JoongHyuk Shin

Posted on Jun 3 • Edited on Jun 21

1.4.2 Cost Model: Sequential Scan Formula

#postgres #database #internals #planner

In 1.4.1, we saw the planner build multiple candidate paths over the same table and pick the one with the lowest cost to crystallize into a plan. Each candidate is represented by the Path data structure, and each Path carries a single number called total_cost. The planner compares candidates against this number. Where does this number come from? As the 1.4 chapter intro touched on, PostgreSQL has a cost model. It converts physical cost estimates (the cost of reading one disk page, the cost of processing one tuple, and so on) into arbitrary unit numbers, then sums these units per candidate path to produce total_cost. The rest of chapter 1.4 unpacks how this cost model computes costs for each kind of candidate. We start with the simplest one: a sequential scan, which reads a table from its first page to its last in order, examining every row.

Two units carry the cost throughout this section, and they are worth pinning down first: the page and the tuple.

A page is the fixed-size block PostgreSQL uses to store and read a table on disk. The default size is 8KB. The key point is that disk I/O happens in units of pages, not individual rows. Even if you need just one row, PostgreSQL reads the entire page that holds it into memory. That is why, in the cost model, disk cost is counted as "how many pages do we read", not "how many rows".

※ ※ ※

Output the passage of the sequential scan post from "In 1.4.1, we" to "examining every row.", copied word for word. The entries that come next are material separate from the sequential scan post.

※ ※ ※

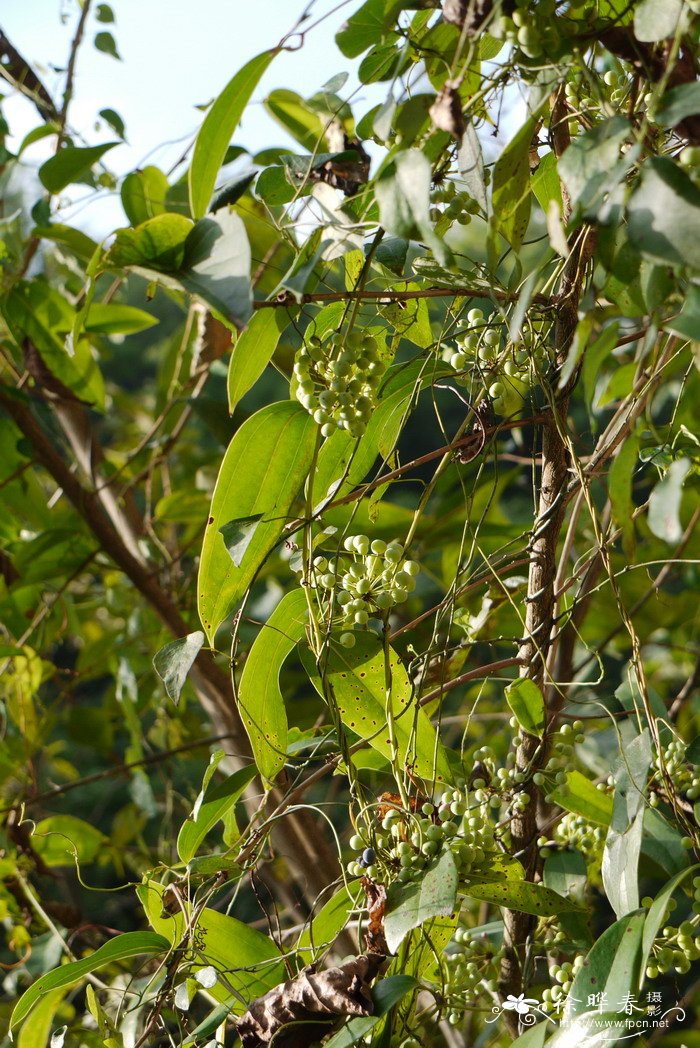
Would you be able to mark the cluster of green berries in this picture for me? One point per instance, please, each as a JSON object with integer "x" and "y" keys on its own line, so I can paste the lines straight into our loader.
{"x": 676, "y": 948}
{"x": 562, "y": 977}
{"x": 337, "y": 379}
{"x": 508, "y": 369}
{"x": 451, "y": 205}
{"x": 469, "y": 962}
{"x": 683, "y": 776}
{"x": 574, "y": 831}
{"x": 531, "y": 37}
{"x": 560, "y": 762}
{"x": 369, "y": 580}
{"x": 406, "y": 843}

※ ※ ※

Exercise response:
In 1.4.1, we saw the planner build multiple candidate paths over the same table and pick the one with the lowest cost to crystallize into a plan. Each candidate is represented by the Path data structure, and each Path carries a single number called total_cost. The planner compares candidates against this number. Where does this number come from? As the 1.4 chapter intro touched on, PostgreSQL has a cost model. It converts physical cost estimates (the cost of reading one disk page, the cost of processing one tuple, and so on) into arbitrary unit numbers, then sums these units per candidate path to produce total_cost. The rest of chapter 1.4 unpacks how this cost model computes costs for each kind of candidate. We start with the simplest one: a sequential scan, which reads a table from its first page to its last in order, examining every row.